TASKS TO COMPLETE
(1) According to the article below on the Northern Border Regional Commission, how many House members wrote the letter to the commission?
(2) Reproduce the article below on the Northern Border Regional Commission word for word, covering everything from "Congress members urge" down to "in the region.".

━━━ PASSAGE PROVIDED

Congress members urge NBRC to bring doctors with visa waiver program

WASHINGTON — As physicians become harder and harder to find in rural regions nationwide, a bipartisan group of congressional representatives is calling for the Northern Border Regional Commission to take action and make it easier to recruit doctors in the region.

In a letter to the NBRC this week, five House members representing districts along the U.S.-Canada border in New York, New Hampshire, Vermont and Maine asked that the group develop a plan to bring qualified doctors and health care professionals to the northern regions of their states.

The NBRC is a partnership between states and the federal government, focused on the most economically distressed counties in New York, New Hampshire, Vermont and Maine, which happen to be mostly focused along the border region, although some of the counties covered by the commission are hundreds of miles away from the border, like Greene County in New York’s Hudson Valley. The commission invests in economic and infrastructure projects, and serves as a liaison between the region and federal government agencies.

━━━━━━
━━━ RECORD SET

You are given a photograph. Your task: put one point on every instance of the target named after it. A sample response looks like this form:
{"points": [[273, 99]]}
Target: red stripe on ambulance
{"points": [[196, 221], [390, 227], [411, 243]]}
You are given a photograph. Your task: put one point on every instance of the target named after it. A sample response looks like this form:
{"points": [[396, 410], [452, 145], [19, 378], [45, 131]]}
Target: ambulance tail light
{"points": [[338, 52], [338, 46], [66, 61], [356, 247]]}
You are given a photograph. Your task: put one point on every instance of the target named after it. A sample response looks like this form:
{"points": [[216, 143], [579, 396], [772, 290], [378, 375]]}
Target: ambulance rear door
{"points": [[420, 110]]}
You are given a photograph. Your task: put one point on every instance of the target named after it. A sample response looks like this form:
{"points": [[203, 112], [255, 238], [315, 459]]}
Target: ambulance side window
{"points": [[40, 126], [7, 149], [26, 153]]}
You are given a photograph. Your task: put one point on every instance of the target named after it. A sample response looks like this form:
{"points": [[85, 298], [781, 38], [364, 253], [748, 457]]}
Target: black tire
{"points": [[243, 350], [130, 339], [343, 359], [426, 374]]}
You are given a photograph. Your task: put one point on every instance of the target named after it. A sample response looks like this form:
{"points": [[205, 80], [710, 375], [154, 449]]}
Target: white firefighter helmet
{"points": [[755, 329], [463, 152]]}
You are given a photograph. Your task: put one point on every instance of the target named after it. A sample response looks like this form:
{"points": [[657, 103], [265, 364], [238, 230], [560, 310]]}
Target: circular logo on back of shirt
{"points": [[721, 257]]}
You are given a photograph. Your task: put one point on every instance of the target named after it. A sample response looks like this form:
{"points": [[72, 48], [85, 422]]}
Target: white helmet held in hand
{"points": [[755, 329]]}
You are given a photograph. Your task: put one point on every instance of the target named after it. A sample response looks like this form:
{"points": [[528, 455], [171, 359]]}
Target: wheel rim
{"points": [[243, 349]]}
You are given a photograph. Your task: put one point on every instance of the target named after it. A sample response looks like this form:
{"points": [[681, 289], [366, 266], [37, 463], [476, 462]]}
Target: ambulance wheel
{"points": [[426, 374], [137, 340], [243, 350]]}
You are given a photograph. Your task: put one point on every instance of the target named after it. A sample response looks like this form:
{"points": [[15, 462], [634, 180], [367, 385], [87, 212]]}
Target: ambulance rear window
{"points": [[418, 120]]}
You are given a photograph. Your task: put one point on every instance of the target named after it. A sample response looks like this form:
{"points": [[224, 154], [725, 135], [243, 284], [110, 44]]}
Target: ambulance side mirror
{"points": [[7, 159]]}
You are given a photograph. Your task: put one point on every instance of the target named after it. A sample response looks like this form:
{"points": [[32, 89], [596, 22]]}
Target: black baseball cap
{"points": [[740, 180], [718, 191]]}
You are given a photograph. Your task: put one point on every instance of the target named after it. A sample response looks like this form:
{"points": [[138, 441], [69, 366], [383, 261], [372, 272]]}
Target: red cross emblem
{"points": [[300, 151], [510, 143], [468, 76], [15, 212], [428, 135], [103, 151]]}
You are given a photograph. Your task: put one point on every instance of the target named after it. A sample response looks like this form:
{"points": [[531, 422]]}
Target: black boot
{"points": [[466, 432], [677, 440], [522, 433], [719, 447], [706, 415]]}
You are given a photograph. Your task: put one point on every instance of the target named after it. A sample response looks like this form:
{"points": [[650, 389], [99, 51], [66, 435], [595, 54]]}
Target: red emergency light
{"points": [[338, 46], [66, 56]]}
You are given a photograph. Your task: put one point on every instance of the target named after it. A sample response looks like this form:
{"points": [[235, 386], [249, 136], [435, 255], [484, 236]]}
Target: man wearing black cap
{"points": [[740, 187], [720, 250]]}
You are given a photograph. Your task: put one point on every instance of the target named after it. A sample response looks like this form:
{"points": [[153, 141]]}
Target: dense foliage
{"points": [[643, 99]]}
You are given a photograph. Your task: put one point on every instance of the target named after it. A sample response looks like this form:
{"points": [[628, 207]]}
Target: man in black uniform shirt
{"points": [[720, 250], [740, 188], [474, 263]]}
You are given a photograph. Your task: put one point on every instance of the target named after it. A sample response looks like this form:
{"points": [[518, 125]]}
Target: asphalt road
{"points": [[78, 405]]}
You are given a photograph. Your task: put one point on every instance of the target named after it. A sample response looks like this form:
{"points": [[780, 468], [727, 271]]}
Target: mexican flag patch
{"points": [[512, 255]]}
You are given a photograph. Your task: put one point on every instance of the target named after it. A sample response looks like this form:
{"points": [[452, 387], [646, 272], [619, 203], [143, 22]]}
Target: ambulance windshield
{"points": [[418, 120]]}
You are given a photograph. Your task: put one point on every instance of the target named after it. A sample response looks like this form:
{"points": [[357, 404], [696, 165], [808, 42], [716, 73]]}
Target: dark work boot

━━━━━━

EXERCISE RESPONSES
(1) Five House members wrote the letter.

(2)
Congress members urge NBRC to bring doctors with visa waiver program

WASHINGTON — As physicians become harder and harder to find in rural regions nationwide, a bipartisan group of congressional representatives is calling for the Northern Border Regional Commission to take action and make it easier to recruit doctors in the region.